### Extracted records
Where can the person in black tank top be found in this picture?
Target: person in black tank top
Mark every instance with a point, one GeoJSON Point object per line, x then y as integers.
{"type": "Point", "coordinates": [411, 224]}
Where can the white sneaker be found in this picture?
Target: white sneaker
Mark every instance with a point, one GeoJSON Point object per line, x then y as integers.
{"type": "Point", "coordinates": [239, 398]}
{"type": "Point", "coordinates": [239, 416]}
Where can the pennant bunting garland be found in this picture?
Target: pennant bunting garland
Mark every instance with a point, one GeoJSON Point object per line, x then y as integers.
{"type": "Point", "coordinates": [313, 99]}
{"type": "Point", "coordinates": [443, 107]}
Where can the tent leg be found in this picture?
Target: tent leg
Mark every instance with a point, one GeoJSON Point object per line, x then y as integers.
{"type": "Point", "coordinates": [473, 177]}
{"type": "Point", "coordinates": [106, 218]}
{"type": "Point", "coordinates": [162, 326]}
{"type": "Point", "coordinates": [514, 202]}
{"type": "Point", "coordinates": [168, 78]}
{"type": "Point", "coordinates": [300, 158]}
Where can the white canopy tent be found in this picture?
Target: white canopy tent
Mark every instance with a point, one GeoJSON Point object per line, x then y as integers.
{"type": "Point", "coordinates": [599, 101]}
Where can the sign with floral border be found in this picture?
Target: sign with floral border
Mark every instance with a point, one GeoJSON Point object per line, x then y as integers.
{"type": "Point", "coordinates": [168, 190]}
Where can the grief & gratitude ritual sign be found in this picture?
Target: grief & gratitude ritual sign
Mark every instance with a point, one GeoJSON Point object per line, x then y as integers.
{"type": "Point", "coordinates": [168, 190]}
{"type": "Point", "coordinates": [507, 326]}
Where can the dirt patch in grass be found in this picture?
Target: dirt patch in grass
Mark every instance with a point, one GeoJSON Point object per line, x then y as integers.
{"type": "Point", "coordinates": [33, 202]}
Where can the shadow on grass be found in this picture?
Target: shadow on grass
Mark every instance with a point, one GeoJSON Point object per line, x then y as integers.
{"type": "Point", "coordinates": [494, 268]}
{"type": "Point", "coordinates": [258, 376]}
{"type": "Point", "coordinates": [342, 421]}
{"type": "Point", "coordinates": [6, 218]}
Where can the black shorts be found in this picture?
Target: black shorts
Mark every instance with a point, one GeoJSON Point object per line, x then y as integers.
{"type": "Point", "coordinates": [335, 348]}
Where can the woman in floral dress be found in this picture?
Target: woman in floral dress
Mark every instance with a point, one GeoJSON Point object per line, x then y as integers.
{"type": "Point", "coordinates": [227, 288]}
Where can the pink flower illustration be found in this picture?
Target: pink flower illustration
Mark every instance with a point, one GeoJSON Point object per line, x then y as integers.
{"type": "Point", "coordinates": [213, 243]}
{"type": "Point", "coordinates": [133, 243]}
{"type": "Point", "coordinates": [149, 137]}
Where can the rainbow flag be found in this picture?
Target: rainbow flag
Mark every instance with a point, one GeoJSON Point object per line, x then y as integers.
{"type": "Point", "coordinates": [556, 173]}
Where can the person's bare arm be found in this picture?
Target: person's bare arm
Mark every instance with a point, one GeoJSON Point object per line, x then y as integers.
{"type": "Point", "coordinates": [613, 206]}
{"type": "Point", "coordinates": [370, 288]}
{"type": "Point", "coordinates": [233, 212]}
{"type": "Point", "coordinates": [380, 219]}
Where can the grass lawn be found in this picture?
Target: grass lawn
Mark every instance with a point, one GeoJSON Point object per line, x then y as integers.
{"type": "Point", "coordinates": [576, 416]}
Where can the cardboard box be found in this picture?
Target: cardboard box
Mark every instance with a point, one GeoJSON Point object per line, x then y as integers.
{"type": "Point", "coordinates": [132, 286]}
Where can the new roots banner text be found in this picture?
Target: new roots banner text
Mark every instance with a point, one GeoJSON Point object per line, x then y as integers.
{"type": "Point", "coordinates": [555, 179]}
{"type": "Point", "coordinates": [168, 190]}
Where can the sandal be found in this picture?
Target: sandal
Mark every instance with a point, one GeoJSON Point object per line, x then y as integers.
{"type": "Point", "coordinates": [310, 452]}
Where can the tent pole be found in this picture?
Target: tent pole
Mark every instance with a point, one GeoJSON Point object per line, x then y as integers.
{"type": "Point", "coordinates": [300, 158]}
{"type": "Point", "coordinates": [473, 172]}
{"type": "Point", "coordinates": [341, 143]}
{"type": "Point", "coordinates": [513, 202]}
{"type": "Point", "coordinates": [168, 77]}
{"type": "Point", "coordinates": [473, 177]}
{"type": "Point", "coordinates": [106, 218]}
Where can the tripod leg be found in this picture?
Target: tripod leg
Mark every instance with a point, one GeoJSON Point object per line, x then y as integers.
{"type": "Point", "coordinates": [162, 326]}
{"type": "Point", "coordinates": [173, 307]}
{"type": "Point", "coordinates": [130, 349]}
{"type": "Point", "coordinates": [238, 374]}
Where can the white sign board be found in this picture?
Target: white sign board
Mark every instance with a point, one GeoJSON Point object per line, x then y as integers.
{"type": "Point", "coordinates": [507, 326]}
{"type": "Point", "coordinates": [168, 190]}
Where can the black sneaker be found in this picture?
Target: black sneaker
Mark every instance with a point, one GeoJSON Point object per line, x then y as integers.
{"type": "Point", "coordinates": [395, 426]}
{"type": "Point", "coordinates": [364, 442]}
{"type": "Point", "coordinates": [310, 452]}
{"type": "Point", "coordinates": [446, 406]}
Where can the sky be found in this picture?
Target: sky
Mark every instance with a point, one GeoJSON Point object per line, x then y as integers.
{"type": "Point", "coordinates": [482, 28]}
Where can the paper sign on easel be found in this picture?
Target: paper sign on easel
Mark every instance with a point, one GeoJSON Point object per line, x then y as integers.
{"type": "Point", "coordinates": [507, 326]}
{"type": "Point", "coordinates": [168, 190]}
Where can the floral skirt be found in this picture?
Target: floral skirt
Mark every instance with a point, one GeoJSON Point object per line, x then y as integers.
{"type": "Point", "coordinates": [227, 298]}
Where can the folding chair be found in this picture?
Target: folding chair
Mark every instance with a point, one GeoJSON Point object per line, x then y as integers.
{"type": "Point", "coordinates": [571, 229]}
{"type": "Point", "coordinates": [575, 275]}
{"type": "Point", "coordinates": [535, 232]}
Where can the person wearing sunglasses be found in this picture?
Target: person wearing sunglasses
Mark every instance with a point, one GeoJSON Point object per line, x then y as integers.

### Task
Your task is to quote the listing above word for word.

### Solution to this exercise
Where can the person in black tank top be found in this picture?
Target: person in black tank top
Mark every instance with a point, one GeoJSON Point object per line, x then y as integers.
{"type": "Point", "coordinates": [411, 224]}
Where can the white sneaker be found in this picture?
Target: white sneaker
Mark every instance with a point, one GeoJSON Point object per line, x then y as integers.
{"type": "Point", "coordinates": [239, 398]}
{"type": "Point", "coordinates": [239, 416]}
Where can the pennant bunting garland be found in this picture?
Target: pennant bunting garland
Mark every instance with a point, one GeoJSON Point object per line, x then y as integers.
{"type": "Point", "coordinates": [313, 99]}
{"type": "Point", "coordinates": [443, 107]}
Where can the tent leg be found in this picture?
Target: tent leg
Mark every instance with a point, one GeoJSON Point object per line, x then y as integers.
{"type": "Point", "coordinates": [473, 177]}
{"type": "Point", "coordinates": [106, 218]}
{"type": "Point", "coordinates": [162, 326]}
{"type": "Point", "coordinates": [514, 202]}
{"type": "Point", "coordinates": [168, 78]}
{"type": "Point", "coordinates": [300, 158]}
Where can the white canopy tent be found in this picture?
Target: white canopy tent
Mark every instance with a point, one GeoJSON Point object per line, x then y as integers.
{"type": "Point", "coordinates": [599, 101]}
Where can the sign with floral border be found in this picture?
Target: sign with floral border
Mark every instance with a point, one GeoJSON Point object per line, x then y as integers.
{"type": "Point", "coordinates": [168, 190]}
Where can the grief & gratitude ritual sign be found in this picture?
Target: grief & gratitude ritual sign
Mark every instance with a point, one GeoJSON Point object per line, x then y as integers.
{"type": "Point", "coordinates": [168, 190]}
{"type": "Point", "coordinates": [507, 326]}
Where can the dirt patch in grass be found in this picture?
Target: dirt patch in grass
Mark every instance with a point, one GeoJSON Point object per line, x then y as integers.
{"type": "Point", "coordinates": [33, 202]}
Where can the shadow on grass be found in this picture?
Target: shadow on grass
Mark every instance with a point, one GeoJSON Point object per line, x then y as integers.
{"type": "Point", "coordinates": [494, 268]}
{"type": "Point", "coordinates": [258, 376]}
{"type": "Point", "coordinates": [342, 421]}
{"type": "Point", "coordinates": [6, 218]}
Where can the black shorts be found in this picture?
Target: black shorts
Mark every instance with a point, one GeoJSON Point object per line, x then y as integers.
{"type": "Point", "coordinates": [335, 348]}
Where can the woman in floral dress be found in this picture?
Target: woman in floral dress
Mark every instance with a point, one GeoJSON Point object per line, x then y as integers.
{"type": "Point", "coordinates": [227, 288]}
Where can the pink flower illustration be found in this picture?
Target: pink flower illustration
Mark every instance with a point, one GeoJSON Point object per line, x then y as integers.
{"type": "Point", "coordinates": [213, 243]}
{"type": "Point", "coordinates": [133, 243]}
{"type": "Point", "coordinates": [149, 137]}
Where can the rainbow flag be found in this picture?
Target: rainbow flag
Mark every instance with a point, one GeoJSON Point object per line, x then y as integers.
{"type": "Point", "coordinates": [556, 173]}
Where can the person's bare arm be found in this picture?
Target: person's bare arm
Mark every instance with a point, one GeoJSON Point object per line, x then y as integers.
{"type": "Point", "coordinates": [613, 206]}
{"type": "Point", "coordinates": [370, 288]}
{"type": "Point", "coordinates": [233, 212]}
{"type": "Point", "coordinates": [380, 219]}
Where can the grass lawn be found in this picture?
Target: grass lawn
Mark every instance with a point, one GeoJSON Point object per line, x then y as integers.
{"type": "Point", "coordinates": [576, 416]}
Where can the cardboard box be found in this picture?
Target: cardboard box
Mark every instance with a point, one GeoJSON Point object per line, x then y as integers.
{"type": "Point", "coordinates": [132, 286]}
Where can the new roots banner text be found in this picture?
Target: new roots banner text
Mark every instance with a point, one GeoJSON Point object per line, x then y as integers.
{"type": "Point", "coordinates": [555, 179]}
{"type": "Point", "coordinates": [168, 190]}
Where can the sandal be found in this picture?
Target: sandal
Mark every instance with a point, one GeoJSON Point object per line, x then y as integers.
{"type": "Point", "coordinates": [310, 452]}
Where can the tent pole be found in this picture?
Target: tent pole
Mark every instance with a point, one GeoJSON Point object per line, x then y as integers.
{"type": "Point", "coordinates": [300, 158]}
{"type": "Point", "coordinates": [473, 172]}
{"type": "Point", "coordinates": [341, 143]}
{"type": "Point", "coordinates": [513, 202]}
{"type": "Point", "coordinates": [168, 77]}
{"type": "Point", "coordinates": [473, 177]}
{"type": "Point", "coordinates": [106, 218]}
Where can the tripod leg be found in this picture?
Target: tripod leg
Mark every instance with a point, one GeoJSON Point object per line, x then y as integers.
{"type": "Point", "coordinates": [162, 326]}
{"type": "Point", "coordinates": [173, 307]}
{"type": "Point", "coordinates": [130, 349]}
{"type": "Point", "coordinates": [238, 374]}
Where can the white sign board be found in this picture?
Target: white sign board
Mark every instance with a point, one GeoJSON Point object per line, x then y as integers.
{"type": "Point", "coordinates": [507, 326]}
{"type": "Point", "coordinates": [168, 190]}
Where can the black sneaker be found in this picture?
Target: black sneaker
Mark every instance with a point, one GeoJSON Point object per line, x then y as integers.
{"type": "Point", "coordinates": [395, 426]}
{"type": "Point", "coordinates": [364, 442]}
{"type": "Point", "coordinates": [310, 452]}
{"type": "Point", "coordinates": [446, 406]}
Where can the sky be found in this picture?
Target: sky
Mark every instance with a point, one GeoJSON Point object per line, x then y as integers.
{"type": "Point", "coordinates": [482, 28]}
Where can the paper sign on easel be found in this picture?
Target: paper sign on easel
Mark every instance with a point, one GeoJSON Point object per line, x then y as integers.
{"type": "Point", "coordinates": [507, 326]}
{"type": "Point", "coordinates": [168, 190]}
Where can the floral skirt be found in this picture?
Target: floral skirt
Mark every instance with a point, one GeoJSON Point object per line, x then y as integers.
{"type": "Point", "coordinates": [227, 298]}
Where can the folding chair be found in this picture?
Target: folding chair
Mark every instance with a point, one GeoJSON Point object per line, x then y as integers.
{"type": "Point", "coordinates": [571, 229]}
{"type": "Point", "coordinates": [575, 275]}
{"type": "Point", "coordinates": [535, 232]}
Where can the person wearing sunglasses be found in this picture?
Target: person wearing sunglasses
Mark every instance with a point, one GeoJSON Point object per line, x then y as integers.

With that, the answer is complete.